Please pull out each line of the data that contains the word "screen", treating uppercase and lowercase as different.

* [MATERIAL SHOWN]:
## Start

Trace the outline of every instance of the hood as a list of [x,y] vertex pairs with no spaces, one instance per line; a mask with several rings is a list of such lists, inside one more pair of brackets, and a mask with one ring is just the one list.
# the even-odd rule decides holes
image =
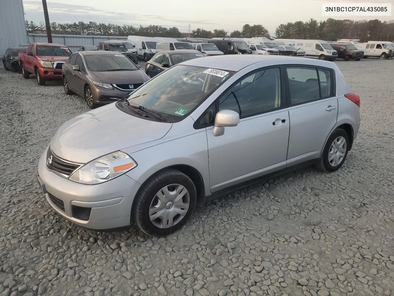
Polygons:
[[149,79],[149,76],[139,69],[132,71],[100,71],[92,73],[103,83],[135,84],[143,83]]
[[37,56],[37,59],[43,62],[67,62],[69,56]]
[[52,138],[50,146],[60,157],[86,163],[108,153],[162,138],[172,125],[130,115],[110,104],[66,122]]

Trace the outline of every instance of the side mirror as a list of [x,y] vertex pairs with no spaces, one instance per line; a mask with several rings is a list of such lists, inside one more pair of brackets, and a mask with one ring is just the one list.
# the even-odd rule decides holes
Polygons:
[[215,137],[224,134],[226,127],[236,126],[240,123],[240,115],[232,110],[221,110],[216,114],[212,131]]

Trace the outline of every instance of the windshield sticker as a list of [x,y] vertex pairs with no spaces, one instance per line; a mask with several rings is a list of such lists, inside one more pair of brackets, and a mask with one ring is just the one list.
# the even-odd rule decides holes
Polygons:
[[184,115],[185,115],[185,114],[186,114],[186,112],[187,112],[188,111],[186,109],[182,109],[182,108],[180,108],[179,109],[177,110],[176,112],[175,112],[175,114],[178,114],[179,115],[182,115],[182,116],[183,116]]
[[210,68],[208,70],[206,70],[204,71],[204,73],[206,73],[206,74],[211,74],[211,75],[214,75],[216,76],[218,76],[219,77],[223,78],[223,77],[229,74],[229,72],[226,72],[225,71],[222,71],[221,70],[217,70],[217,69]]

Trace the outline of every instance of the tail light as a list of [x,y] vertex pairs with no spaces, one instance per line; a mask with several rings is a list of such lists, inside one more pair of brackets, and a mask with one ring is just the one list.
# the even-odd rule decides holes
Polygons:
[[345,97],[349,99],[350,101],[354,103],[356,105],[360,107],[360,97],[357,94],[352,92],[351,94],[348,94],[345,95]]

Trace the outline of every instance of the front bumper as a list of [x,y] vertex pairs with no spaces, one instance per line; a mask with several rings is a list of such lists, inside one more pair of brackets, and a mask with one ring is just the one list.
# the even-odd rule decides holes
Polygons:
[[114,88],[110,89],[91,85],[93,100],[96,104],[105,105],[116,102],[125,97],[132,91],[126,92]]
[[45,150],[39,161],[37,177],[54,210],[73,223],[91,229],[130,225],[131,207],[139,184],[123,174],[101,184],[80,184],[48,170],[46,156]]
[[53,68],[39,68],[41,77],[45,80],[56,80],[61,79],[61,69],[54,69]]

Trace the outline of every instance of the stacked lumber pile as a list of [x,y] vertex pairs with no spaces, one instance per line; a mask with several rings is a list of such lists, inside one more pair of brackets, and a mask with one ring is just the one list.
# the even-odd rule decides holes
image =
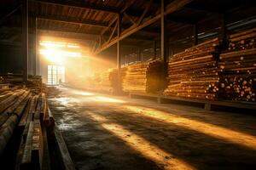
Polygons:
[[26,87],[30,88],[33,94],[39,94],[42,92],[42,77],[41,76],[28,76],[28,81]]
[[163,62],[147,61],[130,65],[124,70],[122,87],[125,92],[157,94],[163,86]]
[[218,38],[173,55],[168,63],[167,96],[215,99],[218,93]]
[[100,73],[100,90],[105,92],[112,92],[112,82],[110,80],[110,75],[114,71],[114,69],[108,69],[107,71],[102,71]]
[[255,102],[256,97],[256,29],[236,33],[229,37],[229,50],[221,54],[221,90],[229,100]]
[[15,129],[20,134],[17,169],[49,169],[47,130],[53,130],[54,119],[44,93],[32,94],[27,88],[0,88],[0,155]]

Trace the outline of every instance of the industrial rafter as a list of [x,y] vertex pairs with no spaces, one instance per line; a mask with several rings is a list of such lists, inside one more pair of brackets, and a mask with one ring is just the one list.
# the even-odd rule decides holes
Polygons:
[[[172,1],[171,3],[169,3],[165,10],[164,14],[172,14],[178,9],[180,9],[182,7],[187,5],[188,3],[191,3],[193,0],[175,0]],[[112,45],[115,44],[118,41],[120,41],[129,36],[131,36],[131,34],[145,28],[146,26],[150,26],[151,24],[156,22],[157,20],[159,20],[161,17],[161,14],[156,14],[154,17],[141,23],[140,25],[133,25],[131,26],[130,28],[125,29],[125,31],[123,31],[120,33],[119,37],[113,37],[109,42],[106,42],[104,43],[101,49],[99,49],[96,54],[107,49],[108,48],[111,47]]]

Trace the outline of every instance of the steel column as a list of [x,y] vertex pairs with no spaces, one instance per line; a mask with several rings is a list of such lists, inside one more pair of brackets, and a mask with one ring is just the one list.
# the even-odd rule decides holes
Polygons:
[[22,0],[22,55],[23,81],[26,82],[28,78],[28,0]]
[[118,69],[118,89],[117,94],[119,94],[121,92],[121,47],[120,47],[120,42],[119,42],[119,37],[121,33],[121,16],[120,14],[118,15],[118,20],[117,20],[117,37],[118,37],[118,42],[117,42],[117,69]]
[[197,24],[194,25],[194,45],[198,44],[198,26]]
[[167,62],[167,37],[166,36],[166,18],[165,18],[165,1],[161,0],[161,58],[163,61]]

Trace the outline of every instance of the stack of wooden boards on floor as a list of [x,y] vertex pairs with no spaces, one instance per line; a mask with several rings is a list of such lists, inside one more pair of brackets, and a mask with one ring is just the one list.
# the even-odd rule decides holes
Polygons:
[[215,38],[188,48],[170,58],[169,84],[164,94],[214,99],[218,91],[218,52]]
[[125,92],[157,94],[163,88],[163,62],[160,60],[140,62],[124,70],[122,88]]
[[225,99],[256,101],[256,29],[232,34],[220,54],[221,88]]
[[18,129],[17,169],[49,169],[46,129],[54,125],[44,93],[14,85],[0,88],[0,155]]

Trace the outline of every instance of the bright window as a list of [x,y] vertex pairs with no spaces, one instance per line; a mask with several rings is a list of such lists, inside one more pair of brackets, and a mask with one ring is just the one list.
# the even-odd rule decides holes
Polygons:
[[65,67],[59,65],[48,65],[48,84],[58,85],[65,82]]

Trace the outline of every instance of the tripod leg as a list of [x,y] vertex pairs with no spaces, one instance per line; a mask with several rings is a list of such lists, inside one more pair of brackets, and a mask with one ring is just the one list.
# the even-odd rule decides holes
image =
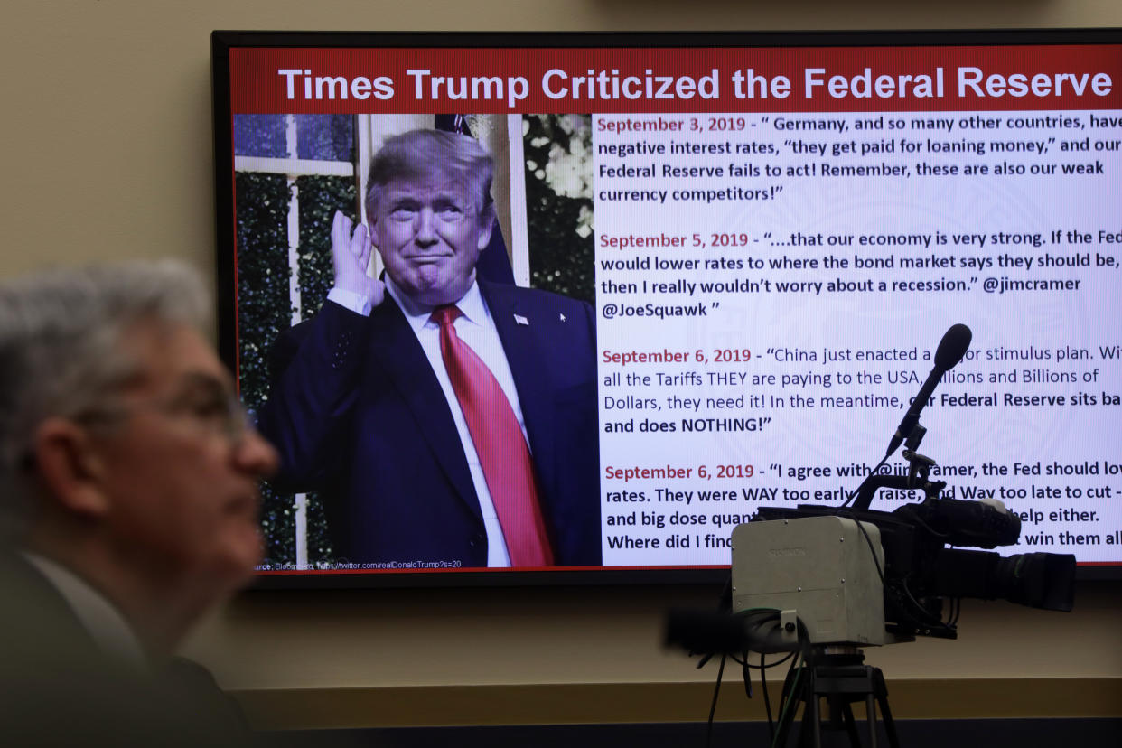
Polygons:
[[799,711],[799,701],[802,700],[802,692],[798,691],[799,671],[791,671],[783,681],[783,691],[780,693],[779,723],[775,726],[774,746],[787,746],[788,733],[791,724],[794,723],[794,713]]
[[873,683],[876,690],[876,703],[881,707],[881,721],[884,722],[884,732],[889,737],[890,748],[900,748],[900,739],[896,737],[896,724],[892,721],[892,710],[889,709],[889,686],[884,684],[884,673],[880,667],[873,668]]
[[876,748],[876,700],[872,692],[865,694],[865,721],[868,722],[868,748]]

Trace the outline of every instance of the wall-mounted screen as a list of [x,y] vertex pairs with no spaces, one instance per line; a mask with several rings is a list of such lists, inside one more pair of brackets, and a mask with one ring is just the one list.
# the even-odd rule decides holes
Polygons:
[[727,573],[955,324],[931,479],[1122,564],[1119,31],[222,31],[213,73],[263,575]]

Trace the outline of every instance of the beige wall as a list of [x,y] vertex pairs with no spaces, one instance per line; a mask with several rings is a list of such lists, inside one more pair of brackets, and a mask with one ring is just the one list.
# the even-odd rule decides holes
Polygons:
[[[135,256],[180,257],[212,273],[212,29],[1122,26],[1122,3],[6,0],[0,20],[0,141],[8,165],[0,183],[7,243],[0,273]],[[714,668],[696,671],[684,656],[663,653],[659,636],[666,607],[709,606],[715,594],[688,588],[250,593],[210,620],[188,649],[223,684],[250,692],[358,687],[401,694],[413,693],[410,686],[429,687],[421,690],[423,699],[444,693],[441,686],[486,692],[487,685],[560,684],[589,686],[564,693],[591,700],[603,694],[591,687],[596,684],[710,682]],[[918,693],[928,687],[944,693],[948,713],[966,713],[971,705],[967,696],[955,695],[960,690],[940,692],[941,682],[1011,680],[1021,684],[1019,693],[1032,691],[1034,682],[1060,684],[1049,685],[1059,689],[1056,698],[1064,695],[1063,683],[1077,689],[1106,683],[1116,696],[1120,629],[1119,585],[1085,584],[1069,616],[967,603],[959,641],[889,647],[871,658],[890,681],[918,683]],[[735,695],[735,689],[728,691]],[[1105,711],[1119,714],[1119,701]],[[634,718],[674,717],[657,703],[654,698],[640,704]],[[543,709],[528,719],[555,715]],[[703,700],[696,714],[692,707],[684,713],[703,719]],[[425,719],[441,721],[439,714],[419,718]]]

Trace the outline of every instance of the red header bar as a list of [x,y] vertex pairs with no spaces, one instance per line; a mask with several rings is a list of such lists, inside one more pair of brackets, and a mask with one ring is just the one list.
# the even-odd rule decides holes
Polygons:
[[234,48],[234,113],[1122,109],[1122,45]]

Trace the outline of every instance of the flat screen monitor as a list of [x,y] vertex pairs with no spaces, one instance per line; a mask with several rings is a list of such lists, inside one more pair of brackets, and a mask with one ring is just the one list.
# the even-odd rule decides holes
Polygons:
[[717,580],[910,409],[944,498],[1020,517],[1001,553],[1118,575],[1122,33],[212,47],[266,582]]

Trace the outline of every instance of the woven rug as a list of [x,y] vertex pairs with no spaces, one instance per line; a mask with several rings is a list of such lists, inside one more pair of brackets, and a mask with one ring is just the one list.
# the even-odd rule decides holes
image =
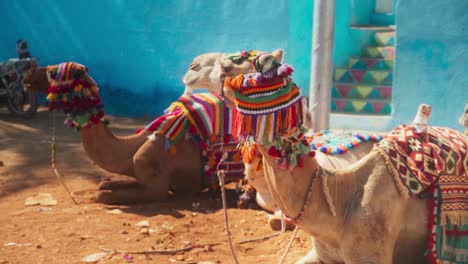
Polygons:
[[197,93],[181,97],[166,110],[166,114],[146,126],[156,135],[166,137],[166,148],[172,153],[175,145],[183,139],[200,143],[204,157],[206,183],[211,189],[218,189],[217,166],[222,150],[228,158],[219,165],[226,170],[226,182],[241,181],[244,178],[244,164],[238,142],[232,136],[232,111],[220,97],[213,93]]
[[328,155],[343,154],[350,149],[358,147],[362,142],[382,140],[382,136],[362,132],[332,132],[322,130],[311,133],[307,137],[312,150],[317,150]]
[[448,128],[418,133],[400,126],[376,150],[387,161],[406,198],[432,194],[429,200],[432,263],[468,262],[468,139]]

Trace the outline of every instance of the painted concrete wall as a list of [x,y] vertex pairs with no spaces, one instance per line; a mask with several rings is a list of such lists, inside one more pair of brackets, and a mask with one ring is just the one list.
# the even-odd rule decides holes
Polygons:
[[458,117],[468,103],[467,10],[466,0],[397,2],[392,125],[411,122],[427,103],[431,124],[461,129]]
[[288,2],[0,1],[0,61],[16,57],[24,38],[41,65],[88,66],[107,113],[155,116],[182,93],[183,74],[201,53],[287,51]]
[[[348,58],[359,55],[362,47],[371,41],[370,32],[350,28],[352,21],[369,20],[367,12],[354,13],[355,10],[352,8],[356,5],[356,1],[361,0],[336,0],[333,54],[335,67],[345,67]],[[303,88],[305,94],[309,93],[310,87],[313,10],[313,1],[294,0],[290,2],[289,42],[286,60],[294,66],[294,80]]]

## End

* [FULL OUTPUT]:
Trace the outline of every instance of the wall-mounted screen as a list of [x,y] vertex pairs with no spaces, one instance per line; a mask with several rings is a list of such lists, inside one more pair of brackets, and a mask with one ring is just the one list.
Trace the outline of every instance of the flat screen monitor as a list of [x,y] vertex pairs with no spaces, one instance per line; a mask with several rings is a list of such lists, inside one more pair of brackets, and a mask with one ring is just the one list.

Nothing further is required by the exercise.